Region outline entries
## START
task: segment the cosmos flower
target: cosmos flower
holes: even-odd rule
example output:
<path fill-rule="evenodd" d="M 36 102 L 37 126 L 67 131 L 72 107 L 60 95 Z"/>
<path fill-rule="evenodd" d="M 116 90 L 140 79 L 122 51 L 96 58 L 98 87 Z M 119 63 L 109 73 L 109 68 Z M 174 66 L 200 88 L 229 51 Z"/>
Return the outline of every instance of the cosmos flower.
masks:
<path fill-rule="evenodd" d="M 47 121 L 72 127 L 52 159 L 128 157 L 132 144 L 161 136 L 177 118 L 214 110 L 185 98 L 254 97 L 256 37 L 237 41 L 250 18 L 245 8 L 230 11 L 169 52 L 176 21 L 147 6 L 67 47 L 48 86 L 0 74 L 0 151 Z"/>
## END
- [Your instructions]
Copy the data above in full, character for character.

- [Worked answer]
task: segment the cosmos flower
target: cosmos flower
holes: even-odd rule
example output:
<path fill-rule="evenodd" d="M 36 102 L 37 126 L 67 131 L 72 107 L 60 95 Z"/>
<path fill-rule="evenodd" d="M 116 90 L 140 79 L 122 51 L 96 58 L 98 87 Z M 119 63 L 109 73 L 109 68 Z M 174 66 L 200 88 L 229 51 Z"/>
Return the outline of every instance of the cosmos flower.
masks:
<path fill-rule="evenodd" d="M 47 121 L 72 127 L 52 159 L 128 157 L 132 144 L 161 136 L 177 118 L 214 110 L 185 98 L 254 97 L 256 37 L 237 41 L 250 18 L 245 8 L 230 11 L 169 52 L 176 21 L 147 6 L 67 47 L 48 86 L 0 74 L 0 151 Z"/>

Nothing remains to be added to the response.